──────── Text excerpt ────────
Three Ultras in France, Turkey and Romania

By Mihai  Giurgiulescu 

Gouter Panorama    (note: all pictures in this article are by the author).

2022's summer vacation centered around three Ultras in Western Europe, Eastern Anatolia and Eastern Europe.

We arrived at Mont Blanc (4807m, P4694m) between two heat waves and, after surviving a terrifying volley of rocks in the grand couloir on the ascent, were able to take advantage of decent conditions on the upper mountain to summit. Alas, it was in a whiteout, so none of Photos 1-3 are from the top.

Plenty of crevasses with weakening bridges kept us on our toes the entire day. I underestimated the difficulty of the Gouter Route, which forced us to spend a second, un-planned night at the refuge. Luckily, there was plenty of space with all guides having cancelled their trips due to what they had deemed unacceptable risk.
──────── Source data ────────
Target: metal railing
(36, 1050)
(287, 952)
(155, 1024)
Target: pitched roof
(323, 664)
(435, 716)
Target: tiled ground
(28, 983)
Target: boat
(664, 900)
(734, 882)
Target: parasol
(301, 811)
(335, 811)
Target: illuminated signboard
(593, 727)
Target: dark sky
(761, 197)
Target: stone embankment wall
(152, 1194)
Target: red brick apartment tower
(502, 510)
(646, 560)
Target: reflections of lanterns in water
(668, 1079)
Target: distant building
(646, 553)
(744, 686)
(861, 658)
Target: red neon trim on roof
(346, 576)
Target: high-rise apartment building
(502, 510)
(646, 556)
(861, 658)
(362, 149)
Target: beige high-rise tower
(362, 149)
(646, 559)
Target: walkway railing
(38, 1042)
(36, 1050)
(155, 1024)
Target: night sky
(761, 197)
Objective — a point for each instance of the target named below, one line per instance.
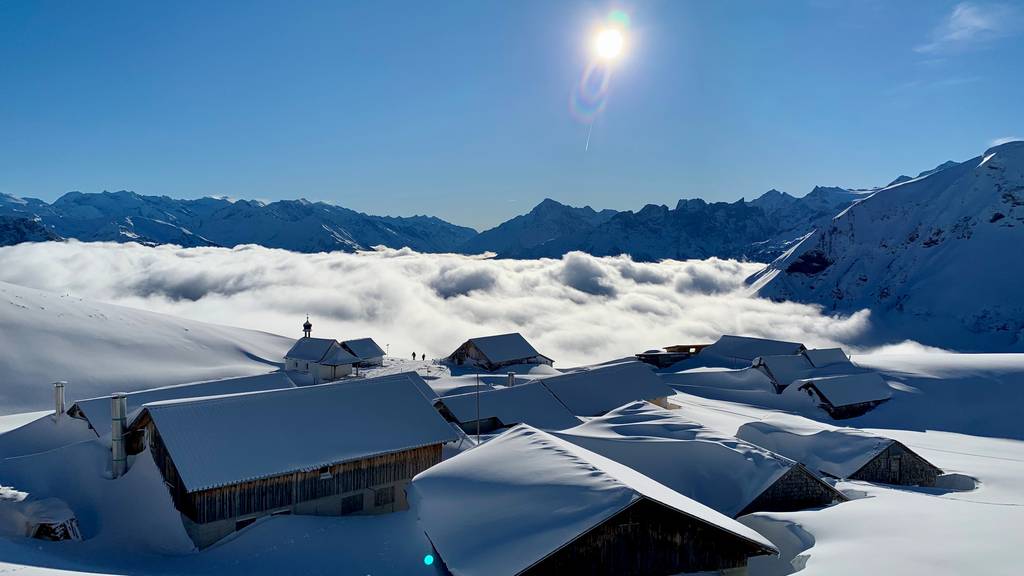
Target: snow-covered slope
(101, 348)
(936, 257)
(548, 221)
(295, 224)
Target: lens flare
(608, 43)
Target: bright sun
(608, 43)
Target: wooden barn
(564, 509)
(492, 353)
(846, 396)
(327, 450)
(366, 350)
(842, 453)
(723, 472)
(323, 359)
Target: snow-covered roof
(833, 450)
(784, 369)
(364, 347)
(826, 357)
(505, 505)
(849, 388)
(745, 347)
(97, 410)
(311, 350)
(525, 404)
(718, 470)
(230, 439)
(338, 357)
(595, 391)
(505, 347)
(417, 380)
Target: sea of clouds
(578, 310)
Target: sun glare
(608, 43)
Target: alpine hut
(845, 396)
(723, 472)
(366, 350)
(742, 350)
(841, 452)
(594, 391)
(564, 509)
(96, 411)
(328, 450)
(323, 359)
(494, 409)
(492, 353)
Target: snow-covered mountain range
(941, 250)
(759, 230)
(293, 224)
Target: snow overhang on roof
(849, 388)
(595, 391)
(836, 451)
(529, 404)
(721, 471)
(364, 348)
(549, 492)
(226, 440)
(745, 347)
(97, 410)
(505, 347)
(311, 350)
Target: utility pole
(477, 407)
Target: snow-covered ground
(100, 348)
(883, 530)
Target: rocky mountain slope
(932, 256)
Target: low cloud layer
(578, 310)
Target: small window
(384, 496)
(351, 504)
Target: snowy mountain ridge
(293, 224)
(934, 254)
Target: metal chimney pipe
(119, 415)
(58, 406)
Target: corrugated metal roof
(97, 410)
(230, 439)
(364, 347)
(595, 391)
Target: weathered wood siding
(796, 490)
(648, 539)
(289, 489)
(898, 464)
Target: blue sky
(462, 110)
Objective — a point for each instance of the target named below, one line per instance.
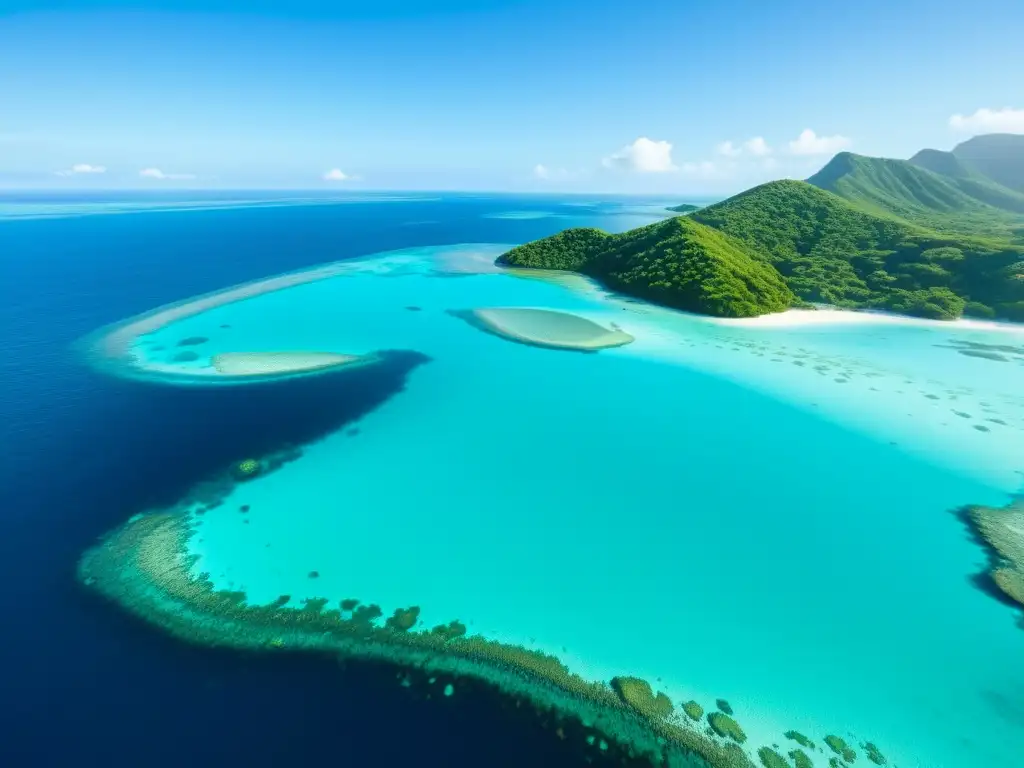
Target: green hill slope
(960, 201)
(828, 250)
(998, 157)
(943, 163)
(677, 262)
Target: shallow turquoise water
(695, 508)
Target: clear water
(760, 514)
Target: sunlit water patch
(31, 209)
(727, 511)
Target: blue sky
(586, 95)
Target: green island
(861, 233)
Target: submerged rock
(248, 468)
(873, 754)
(1000, 530)
(693, 711)
(841, 748)
(726, 727)
(800, 738)
(403, 619)
(638, 694)
(771, 759)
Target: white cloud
(808, 142)
(984, 120)
(728, 148)
(547, 174)
(706, 169)
(82, 168)
(159, 174)
(757, 146)
(643, 156)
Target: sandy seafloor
(728, 510)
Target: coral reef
(800, 738)
(638, 694)
(726, 727)
(1000, 531)
(544, 328)
(142, 566)
(145, 567)
(403, 619)
(248, 468)
(873, 754)
(451, 630)
(771, 759)
(693, 711)
(841, 748)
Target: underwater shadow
(157, 442)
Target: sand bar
(545, 328)
(276, 364)
(117, 343)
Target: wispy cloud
(159, 174)
(728, 150)
(1007, 120)
(545, 173)
(643, 156)
(808, 142)
(82, 168)
(707, 169)
(757, 146)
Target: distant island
(940, 236)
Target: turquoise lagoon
(726, 509)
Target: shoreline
(817, 317)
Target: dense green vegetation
(677, 262)
(833, 252)
(933, 189)
(934, 237)
(683, 208)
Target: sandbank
(545, 328)
(117, 342)
(275, 364)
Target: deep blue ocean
(84, 683)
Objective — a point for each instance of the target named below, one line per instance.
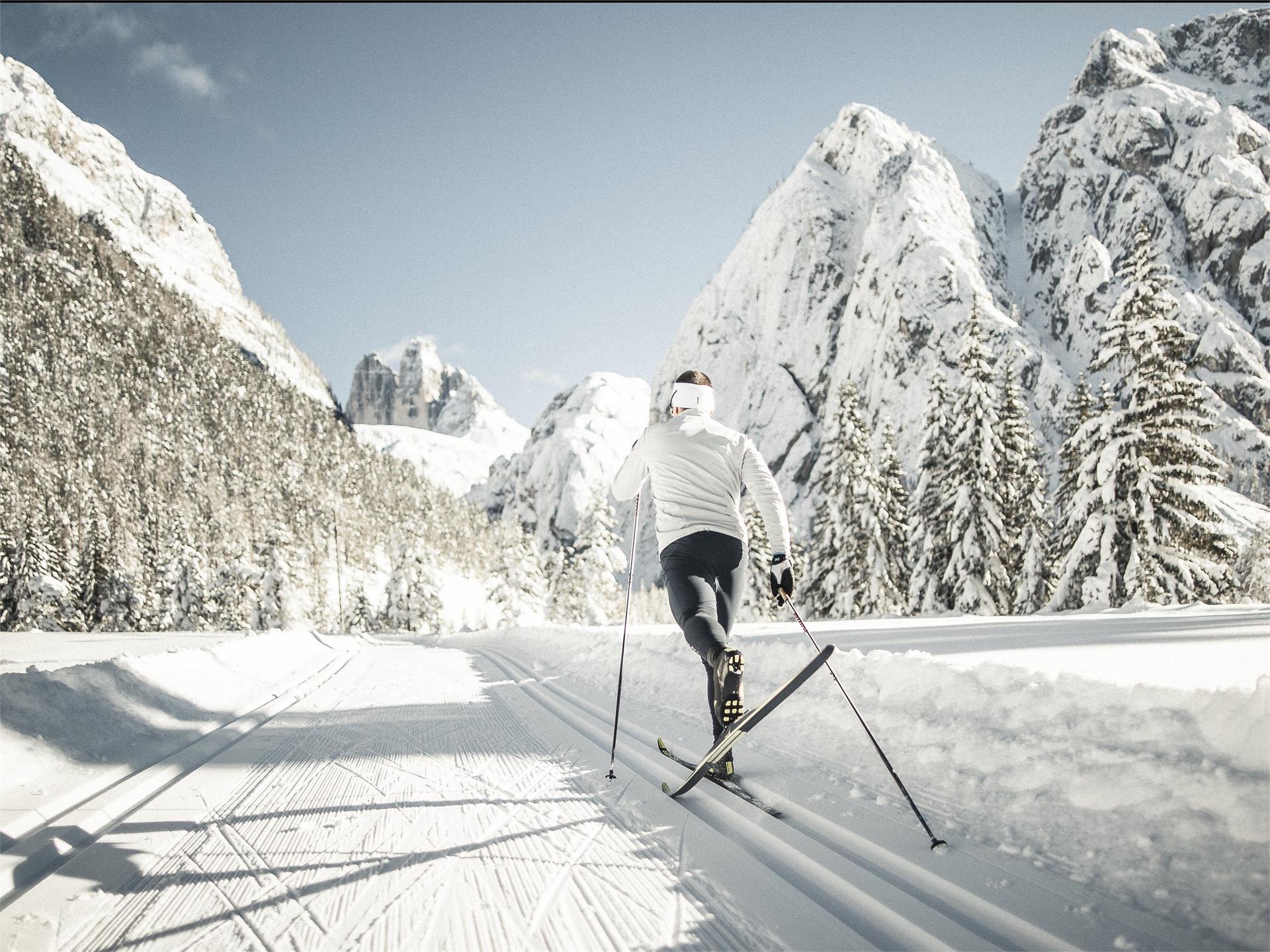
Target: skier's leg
(728, 566)
(691, 589)
(730, 572)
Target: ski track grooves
(973, 920)
(400, 808)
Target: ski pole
(621, 664)
(935, 842)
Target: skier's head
(693, 390)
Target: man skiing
(698, 467)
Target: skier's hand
(783, 576)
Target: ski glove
(783, 576)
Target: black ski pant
(705, 575)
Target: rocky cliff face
(572, 455)
(861, 266)
(1169, 130)
(865, 262)
(146, 216)
(429, 394)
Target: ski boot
(730, 698)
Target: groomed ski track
(444, 797)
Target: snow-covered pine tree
(91, 576)
(1025, 509)
(566, 593)
(189, 590)
(521, 582)
(359, 614)
(1161, 538)
(759, 603)
(1080, 407)
(1253, 570)
(1034, 582)
(875, 590)
(597, 560)
(976, 574)
(155, 593)
(232, 600)
(833, 546)
(272, 585)
(1087, 524)
(929, 543)
(42, 599)
(412, 603)
(896, 502)
(8, 581)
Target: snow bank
(1159, 795)
(64, 727)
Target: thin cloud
(79, 24)
(173, 63)
(538, 375)
(73, 26)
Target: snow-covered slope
(425, 393)
(456, 463)
(149, 218)
(861, 266)
(1169, 130)
(867, 261)
(573, 453)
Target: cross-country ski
(730, 783)
(747, 722)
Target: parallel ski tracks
(887, 898)
(411, 825)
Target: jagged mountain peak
(573, 453)
(146, 216)
(411, 386)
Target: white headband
(693, 397)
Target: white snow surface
(456, 463)
(66, 718)
(570, 462)
(148, 218)
(450, 793)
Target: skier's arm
(632, 474)
(759, 480)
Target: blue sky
(541, 189)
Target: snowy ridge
(861, 266)
(865, 263)
(456, 463)
(1169, 130)
(573, 453)
(425, 393)
(149, 218)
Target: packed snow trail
(402, 806)
(437, 797)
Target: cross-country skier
(698, 467)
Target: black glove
(783, 576)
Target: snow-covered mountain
(574, 449)
(426, 393)
(867, 261)
(146, 216)
(861, 266)
(456, 463)
(1169, 130)
(432, 415)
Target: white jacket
(698, 467)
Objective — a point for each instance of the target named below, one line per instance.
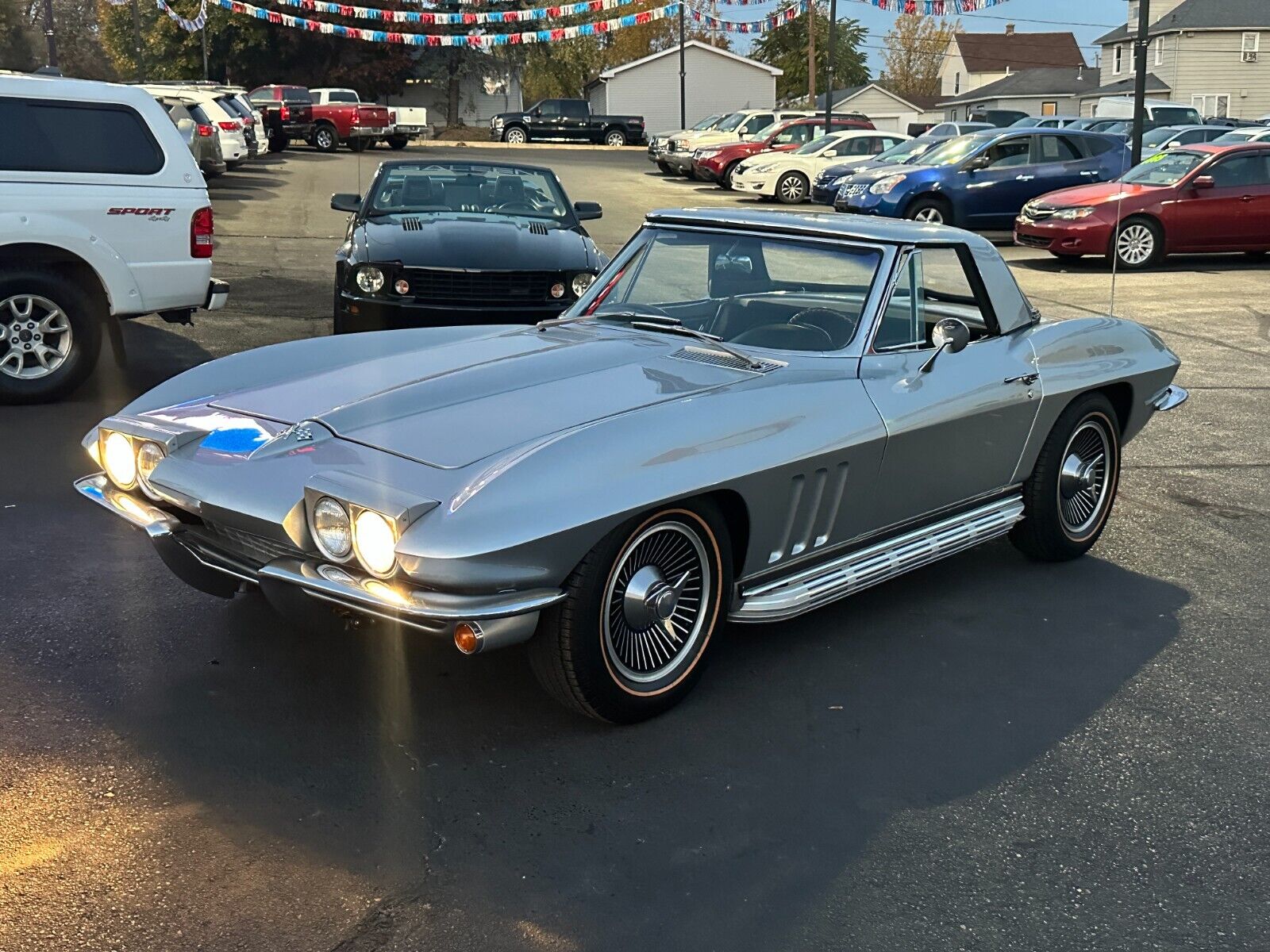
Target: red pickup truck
(341, 116)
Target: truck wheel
(325, 139)
(52, 336)
(630, 639)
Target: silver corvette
(747, 416)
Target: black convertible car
(436, 243)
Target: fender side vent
(721, 359)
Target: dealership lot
(984, 754)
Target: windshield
(816, 145)
(1157, 137)
(437, 188)
(1165, 168)
(954, 152)
(757, 291)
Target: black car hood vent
(719, 359)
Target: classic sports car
(747, 416)
(437, 243)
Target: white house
(1206, 54)
(718, 82)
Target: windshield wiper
(670, 325)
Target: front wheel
(1068, 497)
(793, 188)
(51, 336)
(630, 639)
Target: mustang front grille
(435, 285)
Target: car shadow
(454, 784)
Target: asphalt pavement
(984, 754)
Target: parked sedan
(1197, 198)
(825, 187)
(440, 243)
(718, 163)
(787, 177)
(983, 179)
(747, 416)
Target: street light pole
(1140, 79)
(48, 33)
(829, 56)
(683, 74)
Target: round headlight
(120, 461)
(332, 528)
(370, 279)
(581, 282)
(149, 456)
(375, 543)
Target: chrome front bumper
(295, 585)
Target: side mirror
(952, 336)
(346, 202)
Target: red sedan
(717, 163)
(1198, 198)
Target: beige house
(1210, 54)
(975, 60)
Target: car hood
(459, 240)
(455, 403)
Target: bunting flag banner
(492, 40)
(371, 13)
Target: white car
(103, 216)
(787, 175)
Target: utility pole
(810, 55)
(829, 90)
(683, 75)
(1140, 79)
(48, 33)
(137, 41)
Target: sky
(1028, 17)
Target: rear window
(61, 136)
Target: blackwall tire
(1070, 494)
(626, 645)
(52, 336)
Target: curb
(571, 146)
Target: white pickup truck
(103, 216)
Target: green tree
(916, 46)
(787, 46)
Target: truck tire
(52, 336)
(325, 140)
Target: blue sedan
(983, 179)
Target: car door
(956, 431)
(995, 183)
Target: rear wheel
(630, 639)
(51, 336)
(1070, 494)
(325, 139)
(793, 188)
────────
Apply what you read >>
A – In the ultras article, how long did the author's group stay at the refuge on the Gouter Route?
B – In the ultras article, please swap "heat waves" for "thunderstorms" and write out the passage starting at "2022's summer vacation" and ending at "from the top.".

Solved tasks >>
A – Two nights; the group spent a second, unplanned night there.

B –
2022's summer vacation centered around three Ultras in Western Europe, Eastern Anatolia and Eastern Europe.

We arrived at Mont Blanc (4807m, P4694m) between two thunderstorms and, after surviving a terrifying volley of rocks in the grand couloir on the ascent, were able to take advantage of decent conditions on the upper mountain to summit. Alas, it was in a whiteout, so none of Photos 1-3 are from the top.